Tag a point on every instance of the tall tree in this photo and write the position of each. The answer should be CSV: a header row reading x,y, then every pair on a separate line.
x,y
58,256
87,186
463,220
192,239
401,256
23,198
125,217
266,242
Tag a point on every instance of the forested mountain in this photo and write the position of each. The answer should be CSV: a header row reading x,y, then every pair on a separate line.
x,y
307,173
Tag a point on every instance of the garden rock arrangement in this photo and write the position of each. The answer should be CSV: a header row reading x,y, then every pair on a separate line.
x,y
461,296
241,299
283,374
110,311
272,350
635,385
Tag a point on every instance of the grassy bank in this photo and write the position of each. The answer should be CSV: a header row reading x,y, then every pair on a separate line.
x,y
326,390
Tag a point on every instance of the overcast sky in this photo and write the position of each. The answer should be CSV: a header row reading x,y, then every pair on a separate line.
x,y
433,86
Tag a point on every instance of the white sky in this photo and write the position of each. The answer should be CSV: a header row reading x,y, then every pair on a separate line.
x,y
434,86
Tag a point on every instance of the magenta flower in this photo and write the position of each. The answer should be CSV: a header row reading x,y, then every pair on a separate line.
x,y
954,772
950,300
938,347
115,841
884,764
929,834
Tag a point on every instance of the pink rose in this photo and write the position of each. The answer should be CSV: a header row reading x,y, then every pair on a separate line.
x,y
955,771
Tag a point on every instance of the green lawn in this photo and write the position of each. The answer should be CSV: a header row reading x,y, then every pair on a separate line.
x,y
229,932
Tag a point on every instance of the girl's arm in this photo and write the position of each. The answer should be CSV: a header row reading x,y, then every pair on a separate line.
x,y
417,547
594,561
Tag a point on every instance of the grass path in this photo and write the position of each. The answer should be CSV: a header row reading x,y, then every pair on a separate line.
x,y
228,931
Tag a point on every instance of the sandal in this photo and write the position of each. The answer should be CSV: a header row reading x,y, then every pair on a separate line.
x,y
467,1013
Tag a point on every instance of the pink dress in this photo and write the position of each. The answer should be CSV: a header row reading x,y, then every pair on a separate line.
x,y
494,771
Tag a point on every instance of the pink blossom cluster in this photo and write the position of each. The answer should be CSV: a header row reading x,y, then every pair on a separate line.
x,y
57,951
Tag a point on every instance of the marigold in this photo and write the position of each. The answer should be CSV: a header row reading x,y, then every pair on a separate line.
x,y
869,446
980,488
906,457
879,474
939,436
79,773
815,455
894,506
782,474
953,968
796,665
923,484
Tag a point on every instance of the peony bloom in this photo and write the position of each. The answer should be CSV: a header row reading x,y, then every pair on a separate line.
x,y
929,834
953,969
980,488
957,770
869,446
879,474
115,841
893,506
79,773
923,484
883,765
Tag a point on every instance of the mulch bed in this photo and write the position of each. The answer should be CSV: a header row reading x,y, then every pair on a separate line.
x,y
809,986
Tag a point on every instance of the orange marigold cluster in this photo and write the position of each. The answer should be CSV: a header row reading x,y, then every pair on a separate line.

**Task description**.
Exactly as they stand, repeat all the records.

**Answer to the exercise**.
Tag a point on every instance of the tall tree in this photo and write the position of each. The answer should be CSV: a header row reading x,y, then every pair on a separate line.
x,y
58,256
87,186
463,220
192,239
401,256
23,198
125,217
266,242
Tag a point on every instance of the forested mountain in this photo and write the position of each. The answer should be CSV: a header row reading x,y, then every pair on a separate line.
x,y
307,173
Tag a point on every instance of the garden rock arrangement in this photo and write the position of each. The answer should be CSV: a header row reading x,y, then every pair on a separate line.
x,y
461,296
241,299
283,374
110,311
272,350
635,385
Tag a point on every instance of the grassy bank in this photo and write the position of each. The answer should be CSV: a header row reading x,y, then every pair on a separate line.
x,y
326,390
Tag a point on every instance of the overcast sky in this photo and write the position of each. The answer should be CSV: a header row reading x,y, then every pair on a separate line.
x,y
433,86
Tag a point on every instance of the white sky in this photo and write the position of each. The answer should be CSV: a header row reading x,y, then every pair on a separate line.
x,y
434,86
Tag a point on every instance of the magenta flower in this photo and write the position of each. The answer should be CSV: a header row reading x,y, then every pair on a separate line.
x,y
954,772
950,300
938,347
115,841
884,764
929,834
Tag a point on every instance of the pink rose in this photo and write the position of each. The answer should be CSV: a header row reading x,y, then every pair on a separate line.
x,y
955,771
Tag a point on every instance of the green lawn in this photo and write the position of each. The answer should be CSV: a header row reading x,y, then every pair on a separate line.
x,y
229,932
Tag a point on every instance of the girl's arm in this photo and write the position of each. The answer should be CSV: a header row reading x,y, then every pair on a separate line.
x,y
417,547
594,561
Tag a point on every instance of the grass path in this photo and write the position of each. The answer should be CSV: a header row reading x,y, then every pair on a separate line.
x,y
228,931
Tag a point on every instance of the sandal in this photo and write the position of each. The answer should be CSV: a header row reading x,y, then every pair on a separate line.
x,y
467,1013
Tag a point on every instance of the pink dress in this photo and write the position of each. The answer should be CSV: a header row reading x,y, then every pair on a separate line.
x,y
494,771
Tag a point on every instance of the pink blossom cluster in this photo and write the position of each. The answer should be CSV: a header row reading x,y, then every pair on a separate line.
x,y
57,951
Tag a point on every instance of the marigold in this photo and write the position of each. The answer should be CSV: a header row reading x,y, then every pair on a separate line.
x,y
869,446
980,488
906,457
879,474
939,436
79,773
815,455
894,506
782,474
953,968
796,665
923,484
Tag a point on every instance of the peony bloom in this photo and write the position of each. The answer should be CSV: a header row reading x,y, then every pair on a separate line.
x,y
929,834
953,969
980,488
957,770
869,446
879,474
115,841
893,506
79,773
923,484
883,765
Tag a point on every instance of the mulch bed in this photo and write the position of each. The answer should be CSV: a header row reading x,y, then every pair on a separate line.
x,y
809,986
Tag a point on every instance of the orange marigold cluster in this photo and write the position of each. The answer should be CSV: a header row reading x,y, then every pair on a separate line.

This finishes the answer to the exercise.